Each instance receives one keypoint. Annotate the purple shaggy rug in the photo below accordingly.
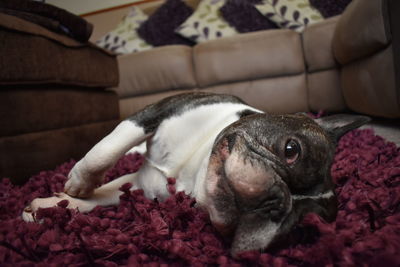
(174, 233)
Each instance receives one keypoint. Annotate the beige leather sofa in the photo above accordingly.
(346, 62)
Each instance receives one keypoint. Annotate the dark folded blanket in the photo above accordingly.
(50, 17)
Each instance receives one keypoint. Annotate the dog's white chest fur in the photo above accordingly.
(182, 144)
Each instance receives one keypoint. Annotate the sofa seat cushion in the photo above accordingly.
(160, 69)
(31, 54)
(248, 56)
(317, 43)
(361, 31)
(26, 110)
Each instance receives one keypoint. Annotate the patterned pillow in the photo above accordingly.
(124, 38)
(159, 29)
(291, 14)
(206, 23)
(242, 15)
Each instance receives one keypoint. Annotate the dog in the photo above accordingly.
(256, 174)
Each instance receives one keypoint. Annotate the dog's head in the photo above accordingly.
(267, 171)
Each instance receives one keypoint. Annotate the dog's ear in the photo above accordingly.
(339, 124)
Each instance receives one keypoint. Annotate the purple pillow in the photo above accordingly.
(330, 8)
(159, 28)
(244, 17)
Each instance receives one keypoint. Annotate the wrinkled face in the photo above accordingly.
(265, 172)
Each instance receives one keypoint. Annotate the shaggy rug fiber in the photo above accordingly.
(142, 232)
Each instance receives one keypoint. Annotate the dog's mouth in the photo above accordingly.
(244, 179)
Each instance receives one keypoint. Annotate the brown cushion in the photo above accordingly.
(158, 70)
(317, 42)
(34, 109)
(248, 56)
(31, 54)
(361, 31)
(24, 155)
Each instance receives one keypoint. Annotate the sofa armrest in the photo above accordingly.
(367, 45)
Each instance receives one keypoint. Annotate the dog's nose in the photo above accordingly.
(28, 209)
(28, 215)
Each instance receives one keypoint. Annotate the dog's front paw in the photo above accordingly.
(29, 212)
(80, 183)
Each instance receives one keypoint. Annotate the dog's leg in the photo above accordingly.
(88, 173)
(106, 195)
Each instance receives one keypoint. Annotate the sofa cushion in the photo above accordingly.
(330, 8)
(248, 56)
(279, 95)
(160, 69)
(317, 43)
(294, 15)
(369, 85)
(361, 31)
(24, 155)
(325, 91)
(124, 39)
(206, 23)
(32, 54)
(26, 109)
(159, 29)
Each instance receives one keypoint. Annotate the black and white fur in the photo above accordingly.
(256, 174)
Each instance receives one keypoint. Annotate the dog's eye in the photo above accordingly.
(292, 151)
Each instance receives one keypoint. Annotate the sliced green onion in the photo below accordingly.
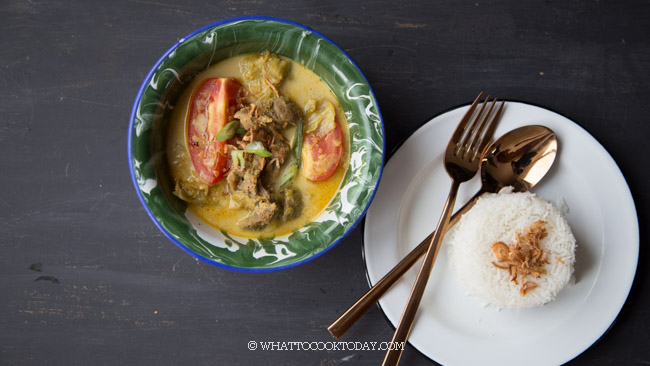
(291, 168)
(258, 149)
(228, 131)
(238, 158)
(297, 142)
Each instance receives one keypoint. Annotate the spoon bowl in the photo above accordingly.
(519, 159)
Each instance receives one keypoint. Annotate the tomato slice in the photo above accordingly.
(321, 155)
(211, 107)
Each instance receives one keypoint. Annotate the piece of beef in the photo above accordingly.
(283, 112)
(291, 204)
(260, 216)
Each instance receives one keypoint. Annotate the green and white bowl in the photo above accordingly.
(164, 84)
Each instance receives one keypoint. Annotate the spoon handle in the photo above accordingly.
(356, 311)
(405, 324)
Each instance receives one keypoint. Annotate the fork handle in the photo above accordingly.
(406, 321)
(365, 302)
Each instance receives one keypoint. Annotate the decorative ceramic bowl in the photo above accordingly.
(164, 84)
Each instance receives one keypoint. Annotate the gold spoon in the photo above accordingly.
(520, 159)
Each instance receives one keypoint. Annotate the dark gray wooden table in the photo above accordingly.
(87, 279)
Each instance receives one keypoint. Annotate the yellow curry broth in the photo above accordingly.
(300, 85)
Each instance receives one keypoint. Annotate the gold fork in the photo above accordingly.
(461, 161)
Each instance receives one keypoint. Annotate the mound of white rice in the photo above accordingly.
(500, 217)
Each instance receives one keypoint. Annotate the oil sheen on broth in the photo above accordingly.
(306, 93)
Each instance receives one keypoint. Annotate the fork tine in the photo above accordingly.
(485, 131)
(458, 133)
(469, 132)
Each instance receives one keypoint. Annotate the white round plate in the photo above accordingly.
(451, 327)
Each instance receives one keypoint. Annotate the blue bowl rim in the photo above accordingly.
(130, 144)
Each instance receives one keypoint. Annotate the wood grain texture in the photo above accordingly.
(114, 290)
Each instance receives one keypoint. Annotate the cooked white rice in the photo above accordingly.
(500, 217)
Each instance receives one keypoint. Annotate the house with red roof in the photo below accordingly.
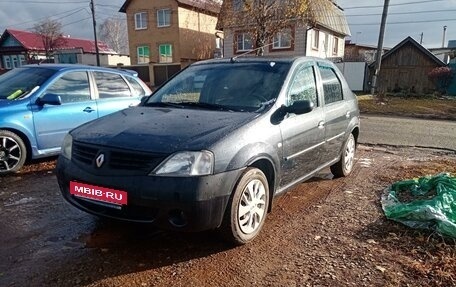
(19, 48)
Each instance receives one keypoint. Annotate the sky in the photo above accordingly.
(405, 18)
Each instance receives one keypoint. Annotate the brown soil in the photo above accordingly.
(323, 233)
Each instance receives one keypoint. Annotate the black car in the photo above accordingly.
(214, 145)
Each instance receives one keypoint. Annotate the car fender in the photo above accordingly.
(254, 152)
(25, 132)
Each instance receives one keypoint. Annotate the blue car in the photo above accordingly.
(39, 104)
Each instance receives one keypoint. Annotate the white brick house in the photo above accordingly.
(326, 39)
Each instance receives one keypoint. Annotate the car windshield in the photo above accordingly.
(226, 86)
(19, 82)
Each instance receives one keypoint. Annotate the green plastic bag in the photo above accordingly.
(427, 202)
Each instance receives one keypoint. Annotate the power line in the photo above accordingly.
(41, 18)
(400, 13)
(43, 2)
(405, 22)
(397, 4)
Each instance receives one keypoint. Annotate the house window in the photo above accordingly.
(7, 62)
(15, 62)
(141, 21)
(143, 55)
(303, 86)
(244, 42)
(163, 18)
(111, 85)
(166, 53)
(237, 5)
(336, 46)
(22, 60)
(315, 39)
(282, 40)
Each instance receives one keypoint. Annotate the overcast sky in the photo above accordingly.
(406, 18)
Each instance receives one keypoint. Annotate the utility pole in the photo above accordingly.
(444, 36)
(378, 62)
(92, 7)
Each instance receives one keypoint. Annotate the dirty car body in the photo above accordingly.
(213, 146)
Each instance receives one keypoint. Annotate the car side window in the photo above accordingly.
(331, 85)
(111, 85)
(304, 86)
(71, 87)
(138, 90)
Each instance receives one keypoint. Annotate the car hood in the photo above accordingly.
(161, 130)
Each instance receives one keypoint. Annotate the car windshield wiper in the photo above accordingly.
(264, 105)
(206, 106)
(163, 104)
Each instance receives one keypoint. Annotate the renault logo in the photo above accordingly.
(100, 160)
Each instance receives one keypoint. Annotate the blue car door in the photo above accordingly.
(52, 122)
(114, 93)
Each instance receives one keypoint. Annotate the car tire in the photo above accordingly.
(13, 152)
(247, 209)
(345, 165)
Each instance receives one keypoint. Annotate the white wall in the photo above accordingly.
(354, 73)
(324, 51)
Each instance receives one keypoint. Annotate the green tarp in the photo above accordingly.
(426, 202)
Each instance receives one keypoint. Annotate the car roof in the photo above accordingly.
(261, 59)
(63, 67)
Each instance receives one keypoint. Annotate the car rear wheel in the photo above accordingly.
(345, 165)
(248, 207)
(12, 152)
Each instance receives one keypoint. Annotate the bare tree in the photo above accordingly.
(51, 34)
(263, 19)
(113, 31)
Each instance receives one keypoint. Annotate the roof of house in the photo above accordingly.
(332, 18)
(33, 41)
(410, 40)
(367, 46)
(206, 5)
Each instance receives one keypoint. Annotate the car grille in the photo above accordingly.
(116, 159)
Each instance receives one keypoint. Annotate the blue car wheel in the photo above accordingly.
(12, 152)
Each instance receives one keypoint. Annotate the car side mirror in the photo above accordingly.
(300, 107)
(49, 99)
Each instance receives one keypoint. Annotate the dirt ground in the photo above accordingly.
(323, 233)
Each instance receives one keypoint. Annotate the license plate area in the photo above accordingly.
(98, 193)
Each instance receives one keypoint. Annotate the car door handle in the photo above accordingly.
(88, 110)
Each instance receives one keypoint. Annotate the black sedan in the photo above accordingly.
(214, 145)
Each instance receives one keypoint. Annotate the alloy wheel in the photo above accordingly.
(349, 154)
(252, 206)
(10, 153)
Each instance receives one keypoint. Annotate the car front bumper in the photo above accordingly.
(176, 203)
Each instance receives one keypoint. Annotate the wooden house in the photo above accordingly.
(405, 68)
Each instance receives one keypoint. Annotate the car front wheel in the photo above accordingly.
(345, 165)
(12, 152)
(248, 207)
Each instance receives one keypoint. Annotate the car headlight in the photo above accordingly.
(187, 163)
(67, 146)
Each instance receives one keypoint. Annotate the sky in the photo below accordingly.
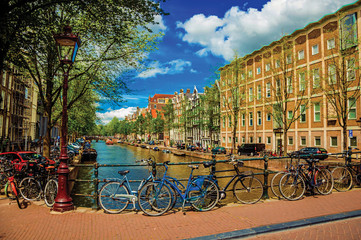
(200, 36)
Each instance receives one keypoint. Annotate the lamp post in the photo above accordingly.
(67, 45)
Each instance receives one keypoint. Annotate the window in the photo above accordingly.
(317, 141)
(317, 112)
(352, 108)
(259, 118)
(301, 55)
(278, 63)
(315, 49)
(290, 140)
(250, 94)
(251, 118)
(259, 92)
(303, 141)
(302, 81)
(333, 141)
(268, 67)
(348, 31)
(350, 63)
(288, 59)
(332, 74)
(330, 43)
(353, 142)
(316, 77)
(303, 113)
(268, 89)
(289, 85)
(290, 114)
(268, 117)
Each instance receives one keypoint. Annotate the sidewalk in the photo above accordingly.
(36, 221)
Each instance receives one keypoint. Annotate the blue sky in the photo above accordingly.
(202, 35)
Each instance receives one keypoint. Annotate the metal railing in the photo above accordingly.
(265, 172)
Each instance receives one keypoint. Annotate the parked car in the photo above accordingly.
(23, 157)
(319, 153)
(181, 146)
(218, 150)
(251, 149)
(191, 147)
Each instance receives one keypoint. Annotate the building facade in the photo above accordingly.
(282, 93)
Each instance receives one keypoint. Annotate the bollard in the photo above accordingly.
(96, 184)
(266, 173)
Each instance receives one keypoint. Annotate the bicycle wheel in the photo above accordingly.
(248, 189)
(30, 189)
(50, 192)
(292, 186)
(342, 179)
(206, 197)
(323, 181)
(114, 197)
(16, 193)
(275, 184)
(154, 198)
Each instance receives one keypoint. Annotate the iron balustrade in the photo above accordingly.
(265, 171)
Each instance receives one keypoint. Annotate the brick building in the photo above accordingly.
(287, 87)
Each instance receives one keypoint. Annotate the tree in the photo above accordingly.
(342, 81)
(114, 41)
(286, 101)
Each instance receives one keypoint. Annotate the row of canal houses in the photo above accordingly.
(287, 94)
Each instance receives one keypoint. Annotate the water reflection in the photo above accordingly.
(125, 154)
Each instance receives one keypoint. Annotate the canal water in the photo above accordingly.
(128, 155)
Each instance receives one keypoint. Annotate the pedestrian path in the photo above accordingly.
(37, 222)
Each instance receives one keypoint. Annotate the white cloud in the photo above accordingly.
(172, 67)
(247, 31)
(159, 26)
(119, 113)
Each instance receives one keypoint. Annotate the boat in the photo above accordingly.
(89, 155)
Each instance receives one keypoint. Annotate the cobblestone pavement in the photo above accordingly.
(37, 222)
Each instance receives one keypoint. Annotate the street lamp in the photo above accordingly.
(67, 45)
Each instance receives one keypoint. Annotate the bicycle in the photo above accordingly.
(277, 177)
(42, 183)
(11, 188)
(116, 194)
(246, 188)
(201, 192)
(293, 184)
(343, 175)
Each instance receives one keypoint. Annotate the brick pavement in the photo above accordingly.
(36, 221)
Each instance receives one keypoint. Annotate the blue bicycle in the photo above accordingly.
(201, 192)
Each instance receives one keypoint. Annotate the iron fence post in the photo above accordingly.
(96, 184)
(266, 173)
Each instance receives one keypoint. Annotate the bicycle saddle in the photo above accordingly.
(193, 166)
(123, 172)
(208, 164)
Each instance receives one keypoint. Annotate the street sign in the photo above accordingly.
(350, 133)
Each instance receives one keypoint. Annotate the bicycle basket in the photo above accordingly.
(159, 171)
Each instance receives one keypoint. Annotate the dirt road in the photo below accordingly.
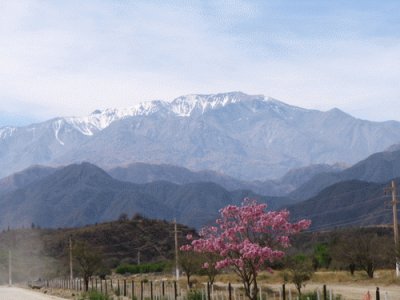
(352, 291)
(13, 293)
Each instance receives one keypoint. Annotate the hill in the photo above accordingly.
(249, 137)
(81, 194)
(379, 167)
(346, 204)
(147, 173)
(43, 253)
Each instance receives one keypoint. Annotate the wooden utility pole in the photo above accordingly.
(395, 226)
(176, 251)
(71, 274)
(9, 268)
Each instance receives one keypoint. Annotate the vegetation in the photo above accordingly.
(142, 268)
(94, 295)
(88, 261)
(43, 253)
(300, 270)
(247, 237)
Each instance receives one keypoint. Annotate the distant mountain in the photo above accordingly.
(24, 178)
(247, 137)
(146, 173)
(379, 167)
(85, 194)
(346, 204)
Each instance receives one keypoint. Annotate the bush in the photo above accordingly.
(194, 295)
(94, 295)
(143, 268)
(313, 296)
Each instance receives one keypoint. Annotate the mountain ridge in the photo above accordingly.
(247, 137)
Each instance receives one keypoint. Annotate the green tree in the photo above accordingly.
(87, 259)
(190, 263)
(364, 250)
(300, 269)
(321, 256)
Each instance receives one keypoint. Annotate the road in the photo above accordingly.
(352, 291)
(13, 293)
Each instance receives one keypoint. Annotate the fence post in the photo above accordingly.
(141, 290)
(105, 286)
(119, 290)
(175, 291)
(284, 291)
(151, 290)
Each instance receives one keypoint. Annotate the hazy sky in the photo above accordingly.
(71, 57)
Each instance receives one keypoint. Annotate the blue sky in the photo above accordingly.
(71, 57)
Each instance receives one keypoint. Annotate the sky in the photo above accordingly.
(62, 58)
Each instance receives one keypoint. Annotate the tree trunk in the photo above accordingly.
(370, 270)
(298, 287)
(86, 282)
(254, 289)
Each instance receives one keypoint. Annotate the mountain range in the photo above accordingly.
(81, 194)
(243, 136)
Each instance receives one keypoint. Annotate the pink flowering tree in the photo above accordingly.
(208, 260)
(247, 237)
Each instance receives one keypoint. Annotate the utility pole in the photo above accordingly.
(9, 268)
(395, 226)
(176, 251)
(71, 274)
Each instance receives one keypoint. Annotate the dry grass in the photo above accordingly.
(381, 277)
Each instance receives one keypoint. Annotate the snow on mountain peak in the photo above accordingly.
(184, 106)
(190, 104)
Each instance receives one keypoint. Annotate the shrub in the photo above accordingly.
(143, 268)
(94, 295)
(194, 295)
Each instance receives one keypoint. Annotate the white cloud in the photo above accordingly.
(69, 58)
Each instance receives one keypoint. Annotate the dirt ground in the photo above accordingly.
(352, 291)
(14, 293)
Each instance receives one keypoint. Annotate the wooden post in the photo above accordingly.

◇ ◇ ◇ ◇ ◇

#### What is asked
Your answer should consist only of the lines from the one with "Each instance receives one keypoint. Annotate the mountain range" through the end of the data above, reproduced exactly.

#### Reply
Each instance receives one keypoint. Annotate the mountain range in the photo above accordingly.
(81, 194)
(243, 136)
Each instance receives one keypoint. Annotate the pink flowering tree in the photo above accordingly.
(208, 260)
(247, 237)
Each instance receives one keypoint. Annotate the utility pole in the photo above accordingly.
(9, 268)
(395, 226)
(176, 251)
(71, 274)
Each instance receives one keypoint. Annotate the dry grass in the photo above accordingly.
(381, 277)
Each instance receives one keypoint. Annotate the snow on mountain peak in the photo above accordingly.
(184, 106)
(190, 104)
Each instance receives one keypoint. Annotate the shrub in the photo above accordingly.
(143, 268)
(94, 295)
(194, 295)
Each instance receives one keypoint. Annotate the white cloud in the photo above accordingly.
(69, 58)
Each instance receives one keypoint. Annotate the dirt ground in the photo above accordingly.
(352, 291)
(14, 293)
Each instance receives one keypoint. Annotate the wooden post in the photo above accordingly.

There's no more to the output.